__Exercise__
Your task is to reproduce the entries below word for word.

(Stored records)
%%

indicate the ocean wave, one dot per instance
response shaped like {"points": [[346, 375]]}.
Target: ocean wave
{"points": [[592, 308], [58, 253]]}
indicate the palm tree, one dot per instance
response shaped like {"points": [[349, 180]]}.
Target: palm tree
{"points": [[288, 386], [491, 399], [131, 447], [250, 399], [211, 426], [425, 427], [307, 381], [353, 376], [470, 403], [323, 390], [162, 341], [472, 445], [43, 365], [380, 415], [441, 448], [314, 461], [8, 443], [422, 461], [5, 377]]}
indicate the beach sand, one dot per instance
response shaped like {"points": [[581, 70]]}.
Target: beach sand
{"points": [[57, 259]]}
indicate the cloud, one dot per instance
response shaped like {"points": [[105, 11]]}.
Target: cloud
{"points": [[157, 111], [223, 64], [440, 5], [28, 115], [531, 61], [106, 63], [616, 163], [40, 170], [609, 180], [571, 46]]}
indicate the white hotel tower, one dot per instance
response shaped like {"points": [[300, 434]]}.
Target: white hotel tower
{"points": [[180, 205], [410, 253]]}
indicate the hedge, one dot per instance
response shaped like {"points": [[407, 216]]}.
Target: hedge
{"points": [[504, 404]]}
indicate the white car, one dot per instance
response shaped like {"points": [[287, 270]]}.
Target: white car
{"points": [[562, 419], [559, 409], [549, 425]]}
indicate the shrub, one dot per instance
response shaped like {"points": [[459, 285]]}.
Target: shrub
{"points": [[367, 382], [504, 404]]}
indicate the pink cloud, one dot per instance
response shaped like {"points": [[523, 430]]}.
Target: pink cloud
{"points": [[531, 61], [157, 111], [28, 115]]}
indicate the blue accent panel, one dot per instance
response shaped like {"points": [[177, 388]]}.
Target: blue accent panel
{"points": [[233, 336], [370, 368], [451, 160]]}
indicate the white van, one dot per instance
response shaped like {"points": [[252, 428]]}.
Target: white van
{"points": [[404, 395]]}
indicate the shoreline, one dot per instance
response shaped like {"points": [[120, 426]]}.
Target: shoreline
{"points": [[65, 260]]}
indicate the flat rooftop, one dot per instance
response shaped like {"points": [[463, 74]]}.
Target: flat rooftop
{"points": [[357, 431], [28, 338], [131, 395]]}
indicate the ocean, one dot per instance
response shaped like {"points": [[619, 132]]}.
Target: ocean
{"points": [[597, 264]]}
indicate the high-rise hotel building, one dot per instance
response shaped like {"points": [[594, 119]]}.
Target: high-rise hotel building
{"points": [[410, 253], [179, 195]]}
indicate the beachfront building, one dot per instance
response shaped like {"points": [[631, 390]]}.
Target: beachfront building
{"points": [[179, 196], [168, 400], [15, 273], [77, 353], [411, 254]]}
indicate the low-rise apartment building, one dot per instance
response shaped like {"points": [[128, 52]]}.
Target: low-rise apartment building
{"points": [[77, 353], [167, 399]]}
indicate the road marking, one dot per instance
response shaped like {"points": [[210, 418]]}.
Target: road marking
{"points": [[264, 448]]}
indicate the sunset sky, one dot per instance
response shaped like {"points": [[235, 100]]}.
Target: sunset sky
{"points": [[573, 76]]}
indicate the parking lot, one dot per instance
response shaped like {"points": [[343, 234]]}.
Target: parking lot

%%

__Reply to the exercise__
indicate the ocean wave, one dot per instance
response shaped like {"points": [[346, 375]]}.
Target: ocean wave
{"points": [[592, 308], [58, 253]]}
indicate the palm tree, one dot per instance
response shaped like {"points": [[349, 180]]}.
Target: palm tree
{"points": [[288, 386], [491, 399], [131, 447], [250, 399], [211, 426], [425, 427], [307, 381], [353, 376], [470, 403], [323, 390], [162, 341], [472, 445], [43, 365], [380, 415], [441, 448], [314, 461], [8, 443], [422, 461], [5, 377]]}
indicate the beach sand, one dot per instance
response shaped like {"points": [[581, 70]]}.
Target: beach sand
{"points": [[57, 259]]}
indicate the cloud, one dot per instance
response shaped like {"points": [[105, 11]]}.
Target: cloud
{"points": [[157, 111], [223, 64], [440, 5], [28, 115], [531, 61], [106, 63], [616, 163], [40, 170], [609, 180], [571, 46]]}
indicate the white hotel tower, one dot per instance
response shaped like {"points": [[300, 434]]}.
Target: white hotel tower
{"points": [[180, 205], [410, 253]]}
indicate the hedge, one dot per instance
response shaped like {"points": [[407, 216]]}.
Target: hedge
{"points": [[504, 404]]}
indicate the white car, one dot per instance
response shaped like {"points": [[287, 270]]}.
Target: white car
{"points": [[562, 419], [559, 409], [549, 425]]}
indicate the shrub, one dot per instance
response shaped like {"points": [[459, 285]]}.
Target: shrub
{"points": [[367, 382], [504, 404]]}
indicate the pink cloud, one dot per instance
response shaped like {"points": [[523, 430]]}.
Target: pink cloud
{"points": [[531, 61], [157, 111], [28, 115]]}
indicate the blue accent panel, one dot per instance
response shaped like {"points": [[177, 388]]}.
Target: blue accent panel
{"points": [[233, 336], [370, 368], [451, 160]]}
indicate the white van, one dot per instance
response shaped like {"points": [[252, 428]]}.
Target: white van
{"points": [[404, 395]]}
indicate the shoreline, one dot per instance
response shaped like {"points": [[120, 426]]}.
Target: shoreline
{"points": [[65, 260]]}
indicate the flat rooftop, one dot per instance
response shaped like {"points": [[463, 74]]}.
Target: flat rooftop
{"points": [[357, 431], [28, 338], [131, 395]]}
indicate the ocean, one dot per instance
response shaped like {"points": [[619, 132]]}.
Target: ocean
{"points": [[597, 264]]}
indicate the high-rise hotel building, one dot per instance
response shaped like {"points": [[594, 119]]}.
Target: high-rise hotel building
{"points": [[410, 253], [179, 195]]}
indicate the beachfront building, one dot per instance
response shaped like {"points": [[631, 390]]}.
Target: beachfront building
{"points": [[179, 196], [168, 400], [15, 273], [77, 353], [411, 254]]}
indicate the low-rise apartment building, one dot per instance
response shaped like {"points": [[128, 52]]}.
Target: low-rise apartment building
{"points": [[77, 353], [167, 399]]}
indicate the road marking, one dot per instance
response shaped like {"points": [[210, 418]]}.
Target: road marking
{"points": [[264, 448]]}
indicate the sunset sky, one dot per instance
response shaped like {"points": [[235, 100]]}.
Target: sunset sky
{"points": [[573, 76]]}
indicate the parking lot, one dot per instance
response shaped like {"points": [[343, 234]]}.
Target: parking lot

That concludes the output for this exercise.